- SOURCE EXCERPT
(begin)

Our Dumb World is a parody of the standard desk atlas created by the staff of The Onion and published by Little, Brown and Company on October 30, 2007. It is The Onion's first book of entirely original content since 1999's Our Dumb Century.

The book, written in the satirical paper's editorial voice, contains entries for nearly every country on Earth, including detailed maps, feature articles, and humorous stereotyped descriptions of regional history and customs. For example, Romania's entry is subtitled, "Bram Stoker's Romania."

There are eight distinct sections of the atlas. In order, North America, South America, Africa, Middle East, Europe, Asia, Oceania, and Extra. Included in the Extra section are the Northern and Southern Poles and Greenland, which is "larger than Africa and South America combined."

(end)

- PROVIDED DATA
(begin)

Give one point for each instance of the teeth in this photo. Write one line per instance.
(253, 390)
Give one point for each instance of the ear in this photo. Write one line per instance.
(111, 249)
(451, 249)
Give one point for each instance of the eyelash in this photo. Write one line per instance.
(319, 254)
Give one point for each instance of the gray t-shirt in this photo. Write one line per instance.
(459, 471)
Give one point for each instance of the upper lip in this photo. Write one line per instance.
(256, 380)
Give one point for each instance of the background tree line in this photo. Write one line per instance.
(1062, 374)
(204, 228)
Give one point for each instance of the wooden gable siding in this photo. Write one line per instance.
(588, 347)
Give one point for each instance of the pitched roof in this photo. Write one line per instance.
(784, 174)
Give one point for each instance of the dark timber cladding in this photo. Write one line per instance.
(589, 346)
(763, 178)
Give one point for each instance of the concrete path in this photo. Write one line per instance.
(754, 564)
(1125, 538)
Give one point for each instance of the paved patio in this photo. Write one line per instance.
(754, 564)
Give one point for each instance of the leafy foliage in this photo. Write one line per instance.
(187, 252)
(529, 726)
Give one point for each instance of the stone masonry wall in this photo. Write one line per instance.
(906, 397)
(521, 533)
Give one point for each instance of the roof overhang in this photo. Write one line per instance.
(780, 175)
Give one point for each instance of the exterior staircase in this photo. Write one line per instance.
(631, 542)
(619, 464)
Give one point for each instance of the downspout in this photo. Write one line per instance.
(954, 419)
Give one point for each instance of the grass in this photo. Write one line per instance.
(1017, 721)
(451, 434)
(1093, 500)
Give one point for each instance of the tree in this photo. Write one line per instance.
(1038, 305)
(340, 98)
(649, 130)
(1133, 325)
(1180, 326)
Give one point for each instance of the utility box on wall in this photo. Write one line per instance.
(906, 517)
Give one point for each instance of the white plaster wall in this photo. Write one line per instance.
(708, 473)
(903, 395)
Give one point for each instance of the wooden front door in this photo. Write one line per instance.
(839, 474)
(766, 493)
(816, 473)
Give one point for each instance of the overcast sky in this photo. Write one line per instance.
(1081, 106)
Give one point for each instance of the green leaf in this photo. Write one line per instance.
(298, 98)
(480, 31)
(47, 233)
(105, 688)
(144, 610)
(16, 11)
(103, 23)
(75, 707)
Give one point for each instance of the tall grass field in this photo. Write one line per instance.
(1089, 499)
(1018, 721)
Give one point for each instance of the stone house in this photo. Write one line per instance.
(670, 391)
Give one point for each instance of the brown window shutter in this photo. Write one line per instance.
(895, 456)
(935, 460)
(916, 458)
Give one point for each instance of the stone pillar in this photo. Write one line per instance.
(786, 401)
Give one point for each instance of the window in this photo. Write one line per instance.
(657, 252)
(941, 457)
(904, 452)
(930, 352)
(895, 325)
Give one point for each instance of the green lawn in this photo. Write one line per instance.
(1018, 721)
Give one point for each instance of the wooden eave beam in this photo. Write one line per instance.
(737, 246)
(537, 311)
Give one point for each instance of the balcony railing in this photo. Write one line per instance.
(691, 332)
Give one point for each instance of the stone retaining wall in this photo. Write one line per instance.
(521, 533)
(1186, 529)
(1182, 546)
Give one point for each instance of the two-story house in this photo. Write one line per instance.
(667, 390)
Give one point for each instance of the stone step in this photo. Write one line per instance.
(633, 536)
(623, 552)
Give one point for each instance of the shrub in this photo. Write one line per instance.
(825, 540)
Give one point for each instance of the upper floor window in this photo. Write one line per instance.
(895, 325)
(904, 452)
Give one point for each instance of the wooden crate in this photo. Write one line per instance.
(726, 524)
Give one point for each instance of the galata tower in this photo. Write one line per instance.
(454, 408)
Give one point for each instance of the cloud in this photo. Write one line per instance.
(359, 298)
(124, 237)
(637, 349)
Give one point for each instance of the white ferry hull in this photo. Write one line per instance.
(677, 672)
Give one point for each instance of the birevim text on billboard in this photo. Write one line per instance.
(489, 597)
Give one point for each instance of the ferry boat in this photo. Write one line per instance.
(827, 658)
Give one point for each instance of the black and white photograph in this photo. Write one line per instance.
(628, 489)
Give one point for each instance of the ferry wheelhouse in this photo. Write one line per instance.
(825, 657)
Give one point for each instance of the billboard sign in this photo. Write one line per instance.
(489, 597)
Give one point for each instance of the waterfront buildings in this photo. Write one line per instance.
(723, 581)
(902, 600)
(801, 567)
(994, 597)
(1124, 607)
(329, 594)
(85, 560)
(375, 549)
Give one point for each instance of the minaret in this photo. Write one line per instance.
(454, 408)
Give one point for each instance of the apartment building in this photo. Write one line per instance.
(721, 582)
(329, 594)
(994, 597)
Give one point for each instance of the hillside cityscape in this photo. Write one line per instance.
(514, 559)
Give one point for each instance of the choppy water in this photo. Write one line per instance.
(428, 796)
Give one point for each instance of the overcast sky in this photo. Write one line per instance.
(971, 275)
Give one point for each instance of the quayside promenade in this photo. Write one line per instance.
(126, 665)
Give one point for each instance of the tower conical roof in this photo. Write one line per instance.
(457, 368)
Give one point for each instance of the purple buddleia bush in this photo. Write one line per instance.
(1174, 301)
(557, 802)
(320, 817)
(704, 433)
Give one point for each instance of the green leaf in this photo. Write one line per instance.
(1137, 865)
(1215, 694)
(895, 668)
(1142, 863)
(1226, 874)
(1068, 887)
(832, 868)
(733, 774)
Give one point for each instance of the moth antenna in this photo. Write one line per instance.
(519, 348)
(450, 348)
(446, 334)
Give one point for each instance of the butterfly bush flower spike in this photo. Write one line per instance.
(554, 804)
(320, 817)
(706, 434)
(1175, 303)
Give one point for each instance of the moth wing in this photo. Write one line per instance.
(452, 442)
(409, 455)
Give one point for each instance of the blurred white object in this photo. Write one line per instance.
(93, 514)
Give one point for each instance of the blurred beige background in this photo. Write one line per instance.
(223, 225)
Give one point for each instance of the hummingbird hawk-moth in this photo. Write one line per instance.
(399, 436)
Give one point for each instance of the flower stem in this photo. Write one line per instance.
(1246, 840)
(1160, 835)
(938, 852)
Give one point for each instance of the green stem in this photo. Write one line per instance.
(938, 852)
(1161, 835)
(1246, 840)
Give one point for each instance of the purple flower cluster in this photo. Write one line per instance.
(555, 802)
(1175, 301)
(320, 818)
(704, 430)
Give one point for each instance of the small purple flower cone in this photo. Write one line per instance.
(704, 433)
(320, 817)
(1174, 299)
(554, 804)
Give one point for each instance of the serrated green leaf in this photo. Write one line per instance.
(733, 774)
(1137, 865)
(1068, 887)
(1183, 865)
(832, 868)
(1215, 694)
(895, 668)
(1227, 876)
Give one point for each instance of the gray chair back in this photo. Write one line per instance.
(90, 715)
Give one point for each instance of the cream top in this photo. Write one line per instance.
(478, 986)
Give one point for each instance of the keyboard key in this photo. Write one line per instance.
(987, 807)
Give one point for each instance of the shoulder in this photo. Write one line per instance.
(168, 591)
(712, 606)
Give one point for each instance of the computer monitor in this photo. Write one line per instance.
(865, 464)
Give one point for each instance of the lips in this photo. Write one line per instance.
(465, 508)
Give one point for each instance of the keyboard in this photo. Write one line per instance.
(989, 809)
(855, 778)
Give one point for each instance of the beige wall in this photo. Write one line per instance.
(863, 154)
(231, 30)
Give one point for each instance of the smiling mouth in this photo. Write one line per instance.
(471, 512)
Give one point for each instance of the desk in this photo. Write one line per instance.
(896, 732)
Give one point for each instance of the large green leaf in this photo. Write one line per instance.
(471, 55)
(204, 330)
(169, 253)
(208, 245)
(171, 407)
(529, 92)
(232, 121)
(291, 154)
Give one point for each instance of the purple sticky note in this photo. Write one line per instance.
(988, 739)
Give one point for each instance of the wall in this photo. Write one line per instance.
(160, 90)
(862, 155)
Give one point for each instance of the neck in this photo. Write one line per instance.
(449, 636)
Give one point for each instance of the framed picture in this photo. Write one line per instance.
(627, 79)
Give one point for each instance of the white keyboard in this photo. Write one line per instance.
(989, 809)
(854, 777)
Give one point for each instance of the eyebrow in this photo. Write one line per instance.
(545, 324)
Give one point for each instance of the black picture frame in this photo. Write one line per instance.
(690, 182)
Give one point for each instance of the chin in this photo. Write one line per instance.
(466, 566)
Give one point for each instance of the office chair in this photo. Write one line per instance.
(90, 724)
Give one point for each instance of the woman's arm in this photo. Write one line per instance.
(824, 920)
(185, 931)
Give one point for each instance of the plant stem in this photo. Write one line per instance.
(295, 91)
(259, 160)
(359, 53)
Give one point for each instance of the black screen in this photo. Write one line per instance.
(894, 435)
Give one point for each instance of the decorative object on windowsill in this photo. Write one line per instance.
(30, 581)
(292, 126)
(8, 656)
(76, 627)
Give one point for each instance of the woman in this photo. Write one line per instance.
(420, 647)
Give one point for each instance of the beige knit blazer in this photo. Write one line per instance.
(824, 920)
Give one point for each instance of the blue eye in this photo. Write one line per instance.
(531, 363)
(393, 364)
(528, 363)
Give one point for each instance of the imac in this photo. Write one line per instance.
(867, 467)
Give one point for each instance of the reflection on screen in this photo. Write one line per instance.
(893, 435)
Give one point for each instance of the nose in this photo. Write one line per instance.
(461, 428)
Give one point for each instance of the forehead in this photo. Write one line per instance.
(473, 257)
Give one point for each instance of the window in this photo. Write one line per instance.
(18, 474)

(end)

- EXERCISE INSTRUCTIONS
A) Reproduce the passage on Our Dumb World word for word, from "Our Dumb World" to "Our Dumb Century.".
B) Write out the lines of the records from the line with "Give one point for each instance of the tree" to the line with "(1081, 106)", including both of those lines, with nothing changed.

- SOLUTIONS
A)
Our Dumb World is a parody of the standard desk atlas created by the staff of The Onion and published by Little, Brown and Company on October 30, 2007. It is The Onion's first book of entirely original content since 1999's Our Dumb Century.

B)
Give one point for each instance of the tree in this photo. Write one line per instance.
(1038, 305)
(340, 98)
(649, 130)
(1133, 325)
(1180, 326)
Give one point for each instance of the utility box on wall in this photo. Write one line per instance.
(906, 517)
Give one point for each instance of the white plaster wall in this photo. Write one line per instance.
(708, 473)
(903, 395)
Give one point for each instance of the wooden front door in this photo. Write one line per instance.
(839, 474)
(766, 493)
(816, 473)
Give one point for each instance of the overcast sky in this photo. Write one line per instance.
(1081, 106)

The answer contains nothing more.